__Excerpted text__:
Segment Open

This month’s issue of CSH Protocols features an article by Andrew Salinger and Monica Justice, detailing a technique for Mouse Mutagenesis Using N-Ethyl-N-Nitrosourea (ENU) (article is freely available as one of our featured protocols). Back in the ancient days of my graduate school work, the idea of doing large scale forward genetics in mouse was unthinkable. Who had the space, let alone the funding and personnel to keep and track all of those cages? It was always one of those reasons we grumbled about the Drosophila labs, and the incredibly cool tools they had at their disposal. Over the years, the techniques were refined, and now, according to Justice, screens like this are an “established as part of a mouse geneticist’s toolkit,” and can be effective even in labs with very limited amounts of mouse space. So it’s nice to see this incredibly productive method readily available for use in mouse. Now if we can just do something about that pesky internal development that’s so limiting to imaging experiments…..

The March issue of CSH Protocols has two featured (freely available) protocols on high-throughput methods for studying gene regulation.

Segment Closed

__Task 1__: In the post about the CSH Protocols mouse mutagenesis article, which chemical do Andrew Salinger and Monica Justice use to mutagenize mice?
__Task 2__: Carry on the post about CSH Protocols featured articles, starting right after its final sentence.

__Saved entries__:
Segment Open

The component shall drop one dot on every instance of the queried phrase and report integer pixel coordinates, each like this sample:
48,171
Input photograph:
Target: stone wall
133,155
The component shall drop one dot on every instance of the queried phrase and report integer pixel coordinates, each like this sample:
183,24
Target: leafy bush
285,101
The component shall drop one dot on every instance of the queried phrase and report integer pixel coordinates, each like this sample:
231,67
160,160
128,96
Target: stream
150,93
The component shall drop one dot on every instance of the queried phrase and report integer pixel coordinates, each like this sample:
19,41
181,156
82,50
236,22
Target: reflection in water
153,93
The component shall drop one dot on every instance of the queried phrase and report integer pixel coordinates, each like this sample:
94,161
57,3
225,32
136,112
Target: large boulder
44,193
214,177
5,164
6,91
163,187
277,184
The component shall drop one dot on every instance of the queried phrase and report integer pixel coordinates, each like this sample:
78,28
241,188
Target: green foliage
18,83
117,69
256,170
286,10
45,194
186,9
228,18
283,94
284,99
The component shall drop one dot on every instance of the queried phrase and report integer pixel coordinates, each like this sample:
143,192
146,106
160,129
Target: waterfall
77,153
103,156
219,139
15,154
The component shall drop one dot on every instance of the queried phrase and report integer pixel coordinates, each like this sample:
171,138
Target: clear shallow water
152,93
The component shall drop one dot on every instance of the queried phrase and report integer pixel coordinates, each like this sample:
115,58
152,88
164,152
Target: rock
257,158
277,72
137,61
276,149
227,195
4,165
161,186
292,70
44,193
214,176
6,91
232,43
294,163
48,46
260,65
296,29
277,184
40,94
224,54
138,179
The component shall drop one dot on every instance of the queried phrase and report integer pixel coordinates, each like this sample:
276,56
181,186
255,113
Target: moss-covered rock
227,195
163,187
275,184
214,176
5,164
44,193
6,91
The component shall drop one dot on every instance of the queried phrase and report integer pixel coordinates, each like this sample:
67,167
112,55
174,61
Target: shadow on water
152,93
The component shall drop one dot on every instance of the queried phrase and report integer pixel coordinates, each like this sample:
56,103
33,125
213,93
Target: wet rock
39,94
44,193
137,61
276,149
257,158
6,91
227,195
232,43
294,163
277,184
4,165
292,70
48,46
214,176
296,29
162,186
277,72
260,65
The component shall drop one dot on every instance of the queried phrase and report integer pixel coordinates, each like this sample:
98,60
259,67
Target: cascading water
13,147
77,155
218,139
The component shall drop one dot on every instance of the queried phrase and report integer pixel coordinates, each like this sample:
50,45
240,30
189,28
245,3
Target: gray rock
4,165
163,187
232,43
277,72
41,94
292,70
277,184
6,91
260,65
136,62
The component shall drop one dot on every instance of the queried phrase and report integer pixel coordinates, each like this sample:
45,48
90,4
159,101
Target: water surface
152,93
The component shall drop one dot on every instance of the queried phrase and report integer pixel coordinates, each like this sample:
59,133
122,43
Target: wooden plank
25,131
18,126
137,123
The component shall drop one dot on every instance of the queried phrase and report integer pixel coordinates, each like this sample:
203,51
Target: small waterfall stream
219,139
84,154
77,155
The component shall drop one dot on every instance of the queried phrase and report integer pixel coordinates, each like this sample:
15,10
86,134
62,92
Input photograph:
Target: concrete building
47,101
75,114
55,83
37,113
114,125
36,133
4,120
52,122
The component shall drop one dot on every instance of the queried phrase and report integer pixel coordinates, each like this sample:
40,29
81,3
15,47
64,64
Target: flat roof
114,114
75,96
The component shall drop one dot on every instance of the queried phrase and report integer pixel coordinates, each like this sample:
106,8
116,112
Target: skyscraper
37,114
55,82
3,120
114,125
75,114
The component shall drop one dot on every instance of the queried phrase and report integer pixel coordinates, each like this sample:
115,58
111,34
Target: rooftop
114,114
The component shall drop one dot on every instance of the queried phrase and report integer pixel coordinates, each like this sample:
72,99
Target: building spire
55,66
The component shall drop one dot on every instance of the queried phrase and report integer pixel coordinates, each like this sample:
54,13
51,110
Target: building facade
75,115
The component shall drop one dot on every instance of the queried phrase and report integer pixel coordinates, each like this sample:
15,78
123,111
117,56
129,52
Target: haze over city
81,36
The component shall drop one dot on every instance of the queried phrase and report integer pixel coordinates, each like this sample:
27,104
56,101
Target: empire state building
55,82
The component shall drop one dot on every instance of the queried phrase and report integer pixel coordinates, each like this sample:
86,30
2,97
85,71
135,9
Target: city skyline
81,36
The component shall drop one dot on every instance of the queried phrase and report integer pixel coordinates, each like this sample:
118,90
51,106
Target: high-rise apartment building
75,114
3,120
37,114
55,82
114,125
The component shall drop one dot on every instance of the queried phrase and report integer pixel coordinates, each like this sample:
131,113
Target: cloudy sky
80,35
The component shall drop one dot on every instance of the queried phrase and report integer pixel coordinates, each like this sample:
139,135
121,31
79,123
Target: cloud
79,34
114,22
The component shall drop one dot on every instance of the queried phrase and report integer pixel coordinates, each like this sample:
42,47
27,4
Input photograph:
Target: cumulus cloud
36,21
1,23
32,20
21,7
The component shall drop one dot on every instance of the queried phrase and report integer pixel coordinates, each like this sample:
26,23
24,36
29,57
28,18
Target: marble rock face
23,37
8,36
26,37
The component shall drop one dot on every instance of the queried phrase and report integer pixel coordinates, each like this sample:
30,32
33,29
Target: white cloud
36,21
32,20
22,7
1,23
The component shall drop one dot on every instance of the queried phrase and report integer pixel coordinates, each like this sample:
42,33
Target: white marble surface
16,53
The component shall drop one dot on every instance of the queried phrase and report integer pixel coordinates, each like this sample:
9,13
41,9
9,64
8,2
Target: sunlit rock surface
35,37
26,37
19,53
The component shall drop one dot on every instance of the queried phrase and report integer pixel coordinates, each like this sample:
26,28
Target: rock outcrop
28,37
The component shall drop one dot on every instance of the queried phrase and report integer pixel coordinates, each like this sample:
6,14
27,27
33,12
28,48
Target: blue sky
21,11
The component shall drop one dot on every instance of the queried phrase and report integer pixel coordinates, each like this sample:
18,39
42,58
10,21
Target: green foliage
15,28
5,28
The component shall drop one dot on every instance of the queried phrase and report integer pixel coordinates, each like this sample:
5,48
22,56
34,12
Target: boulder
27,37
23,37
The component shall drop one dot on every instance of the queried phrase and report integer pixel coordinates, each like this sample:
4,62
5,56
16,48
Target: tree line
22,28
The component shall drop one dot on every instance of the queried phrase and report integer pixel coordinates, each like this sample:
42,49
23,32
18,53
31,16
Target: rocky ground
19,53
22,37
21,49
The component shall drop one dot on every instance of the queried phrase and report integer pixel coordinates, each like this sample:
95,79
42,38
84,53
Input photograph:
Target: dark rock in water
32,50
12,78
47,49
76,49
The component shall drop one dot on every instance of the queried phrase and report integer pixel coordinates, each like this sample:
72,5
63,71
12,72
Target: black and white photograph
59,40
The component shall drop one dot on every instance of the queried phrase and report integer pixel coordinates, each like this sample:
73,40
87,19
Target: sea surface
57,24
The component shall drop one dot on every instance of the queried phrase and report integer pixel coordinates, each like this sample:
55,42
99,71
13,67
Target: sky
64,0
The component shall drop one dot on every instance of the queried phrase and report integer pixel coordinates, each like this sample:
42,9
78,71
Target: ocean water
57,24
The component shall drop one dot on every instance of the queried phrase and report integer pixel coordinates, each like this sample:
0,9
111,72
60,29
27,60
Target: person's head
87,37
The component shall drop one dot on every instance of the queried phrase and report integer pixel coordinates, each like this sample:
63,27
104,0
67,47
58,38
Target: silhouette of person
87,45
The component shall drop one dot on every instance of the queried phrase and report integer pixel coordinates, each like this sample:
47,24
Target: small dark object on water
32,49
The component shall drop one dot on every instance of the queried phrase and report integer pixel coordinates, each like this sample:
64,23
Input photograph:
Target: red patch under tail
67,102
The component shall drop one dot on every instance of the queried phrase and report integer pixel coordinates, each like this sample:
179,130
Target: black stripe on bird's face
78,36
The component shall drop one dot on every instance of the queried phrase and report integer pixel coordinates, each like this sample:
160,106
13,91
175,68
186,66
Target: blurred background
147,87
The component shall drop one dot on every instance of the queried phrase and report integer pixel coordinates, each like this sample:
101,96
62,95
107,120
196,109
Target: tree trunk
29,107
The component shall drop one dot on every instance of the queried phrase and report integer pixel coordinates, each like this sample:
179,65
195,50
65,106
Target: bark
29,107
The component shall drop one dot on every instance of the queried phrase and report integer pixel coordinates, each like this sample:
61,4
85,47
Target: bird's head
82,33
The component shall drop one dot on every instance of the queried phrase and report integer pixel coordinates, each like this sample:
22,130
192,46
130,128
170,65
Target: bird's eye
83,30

Segment Closed

__Response box 1__: N-Ethyl-N-Nitrosourea (ENU).

__Response box 2__:
The first method approaches regulatory analysis through epigenetic mechanisms. Methylated CpG Island Amplification and Microarray (MCAM) for High-Throughput Analysis of DNA Methylation, developed by Marcos Estecio and Jean-Pierre Issa of the MD Anderson Cancer Center, and Pearlly Yan and Tim Huang of the Ohio State University Comprehensive Cancer Center is a rapid, genome-wide method for identifying regions where methylation is occurring. This protocol has proven successful for proven successful for use in comparing normal tissues and tumors, helping researchers better understand the factors responsible for cancer.

The second protocol looks at the binding of regulatory proteins to DNA and their role in transcriptional regulation. The method, DNA Immunoprecipitation (DIP) for the Determination of DNA-binding Specificity, allows researchers to determine the specific DNA sequence that a regulatory protein binds. The technique allows for rapid screening of the entire genome for these binding sites, which gives insight into which genes these protein factors control.